(EXERCISE GOAL): Send back the records in full, character for character.

(DATA LINES):

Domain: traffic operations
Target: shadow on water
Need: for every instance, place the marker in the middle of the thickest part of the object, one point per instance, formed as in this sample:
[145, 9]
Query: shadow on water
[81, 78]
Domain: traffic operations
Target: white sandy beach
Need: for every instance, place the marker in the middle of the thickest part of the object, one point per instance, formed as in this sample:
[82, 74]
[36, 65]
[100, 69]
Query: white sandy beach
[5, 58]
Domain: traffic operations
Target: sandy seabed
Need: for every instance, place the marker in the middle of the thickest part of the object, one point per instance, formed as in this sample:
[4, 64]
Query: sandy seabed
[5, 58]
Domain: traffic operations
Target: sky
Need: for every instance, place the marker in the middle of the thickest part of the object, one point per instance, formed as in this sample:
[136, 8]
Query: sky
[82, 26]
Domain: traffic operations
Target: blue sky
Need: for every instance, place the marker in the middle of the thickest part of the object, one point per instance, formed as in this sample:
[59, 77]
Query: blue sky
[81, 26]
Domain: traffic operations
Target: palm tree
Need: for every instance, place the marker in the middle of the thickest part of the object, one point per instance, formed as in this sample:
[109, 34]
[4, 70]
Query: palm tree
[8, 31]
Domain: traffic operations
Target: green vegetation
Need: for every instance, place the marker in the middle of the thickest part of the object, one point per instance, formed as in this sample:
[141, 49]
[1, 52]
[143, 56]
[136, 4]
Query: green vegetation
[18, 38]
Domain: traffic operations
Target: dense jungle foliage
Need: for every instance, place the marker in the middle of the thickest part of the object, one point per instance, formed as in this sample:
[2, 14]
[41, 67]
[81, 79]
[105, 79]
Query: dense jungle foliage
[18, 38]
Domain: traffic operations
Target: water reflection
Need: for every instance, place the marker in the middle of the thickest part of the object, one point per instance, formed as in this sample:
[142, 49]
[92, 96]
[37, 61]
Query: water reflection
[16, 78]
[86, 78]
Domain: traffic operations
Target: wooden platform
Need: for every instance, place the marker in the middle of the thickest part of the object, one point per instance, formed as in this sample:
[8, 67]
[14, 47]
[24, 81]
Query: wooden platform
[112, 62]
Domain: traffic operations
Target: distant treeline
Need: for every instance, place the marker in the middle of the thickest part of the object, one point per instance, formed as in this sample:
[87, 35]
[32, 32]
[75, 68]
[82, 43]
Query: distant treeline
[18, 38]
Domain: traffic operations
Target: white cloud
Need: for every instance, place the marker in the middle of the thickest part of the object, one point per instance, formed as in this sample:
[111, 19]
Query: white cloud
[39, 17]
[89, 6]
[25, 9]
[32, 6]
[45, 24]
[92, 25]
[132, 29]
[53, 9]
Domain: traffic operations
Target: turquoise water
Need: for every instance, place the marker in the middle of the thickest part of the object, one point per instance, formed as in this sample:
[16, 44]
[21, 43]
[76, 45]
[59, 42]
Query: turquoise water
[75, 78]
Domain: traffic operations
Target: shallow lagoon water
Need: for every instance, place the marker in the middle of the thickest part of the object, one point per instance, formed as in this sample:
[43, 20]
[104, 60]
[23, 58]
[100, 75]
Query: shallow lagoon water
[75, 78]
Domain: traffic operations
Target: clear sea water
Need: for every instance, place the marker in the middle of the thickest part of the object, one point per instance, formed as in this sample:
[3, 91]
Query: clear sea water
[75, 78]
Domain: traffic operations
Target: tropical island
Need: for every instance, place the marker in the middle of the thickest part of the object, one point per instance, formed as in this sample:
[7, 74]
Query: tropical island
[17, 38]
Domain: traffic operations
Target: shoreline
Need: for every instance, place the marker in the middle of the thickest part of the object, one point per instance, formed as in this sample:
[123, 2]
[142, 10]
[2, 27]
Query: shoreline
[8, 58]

(RIGHT ANSWER):
Domain: traffic operations
Target: shadow on water
Need: for every instance, place the marker in the middle of the thickest part of the object, one point per instance, formed as in this sample:
[145, 9]
Query: shadow on water
[81, 78]
Domain: traffic operations
Target: white sandy beach
Need: for every instance, place the marker in the middle of the thickest part of the object, one point per instance, formed as in this sample:
[82, 74]
[36, 65]
[100, 69]
Query: white sandy beach
[5, 58]
Domain: traffic operations
Target: sandy seabed
Need: for every instance, place the marker in the middle of the thickest part of the object, one point per instance, formed as in this sample:
[4, 64]
Query: sandy seabed
[5, 58]
Domain: traffic operations
Target: sky
Need: for every instance, place the marker in the middle of the thickest part of the object, one point per instance, formed as in this sample:
[136, 8]
Query: sky
[82, 26]
Domain: traffic operations
Target: blue sky
Need: for every instance, place the marker in the middle of the thickest part of the object, one point per instance, formed as in this sample:
[59, 77]
Query: blue sky
[81, 26]
Domain: traffic operations
Target: palm tree
Need: for every instance, place the marker in the middle of the thickest part of the object, one point per instance, formed as in this sample:
[109, 34]
[4, 70]
Query: palm tree
[8, 31]
Domain: traffic operations
Target: green vegetation
Need: for every instance, place the marker in the middle of the thickest part of the object, one point per instance, formed as in this sample:
[141, 49]
[1, 52]
[143, 56]
[136, 4]
Query: green vegetation
[18, 38]
Domain: traffic operations
Target: dense jungle foliage
Need: for every instance, place the marker in the middle of the thickest part of the object, one point per instance, formed as in this sample:
[2, 14]
[41, 67]
[81, 79]
[105, 79]
Query: dense jungle foliage
[18, 38]
Domain: traffic operations
Target: water reflection
Need: for every instance, place the marker in the middle of the thickest part of the object, one point per instance, formed as in this sample:
[142, 49]
[92, 96]
[37, 61]
Query: water reflection
[16, 78]
[86, 78]
Domain: traffic operations
Target: wooden platform
Need: for every instance, place the marker in the middle of the thickest part of the object, one point per instance, formed as in this sample:
[8, 67]
[14, 47]
[24, 81]
Query: wooden platform
[112, 62]
Domain: traffic operations
Target: distant treeline
Need: for every instance, place the marker in the middle of the thickest part of the object, one point per instance, formed as in this sample:
[87, 35]
[32, 32]
[75, 68]
[82, 43]
Query: distant treeline
[18, 38]
Domain: traffic operations
Target: white cloud
Need: for every instance, place the marker in the middle of the thickest part of the object, one point per instance, formed as in this sample:
[111, 19]
Query: white cloud
[39, 17]
[89, 6]
[25, 9]
[32, 6]
[45, 24]
[92, 25]
[132, 29]
[53, 9]
Domain: traffic operations
Target: turquoise water
Need: for every instance, place the marker in the middle of the thickest part of the object, one point per instance, formed as in this sample:
[16, 44]
[21, 43]
[76, 45]
[59, 42]
Query: turquoise water
[75, 78]
Domain: traffic operations
Target: shallow lagoon water
Need: for every instance, place the marker in the middle of the thickest part of the object, one point per instance, formed as in this sample:
[43, 20]
[104, 60]
[23, 58]
[100, 75]
Query: shallow lagoon water
[75, 78]
Domain: traffic operations
Target: clear sea water
Need: for every instance, place the marker in the middle of the thickest part of the object, one point per instance, formed as in this sample:
[3, 91]
Query: clear sea water
[75, 78]
Domain: traffic operations
Target: tropical island
Need: for every instance, place the marker in the middle of the thickest part of the object, one point per instance, formed as in this sample:
[7, 74]
Query: tropical island
[17, 38]
Domain: traffic operations
Target: shoreline
Need: for every instance, place the marker in the middle of the thickest part of the object, one point per instance, formed as in this sample:
[123, 2]
[142, 10]
[2, 27]
Query: shoreline
[8, 58]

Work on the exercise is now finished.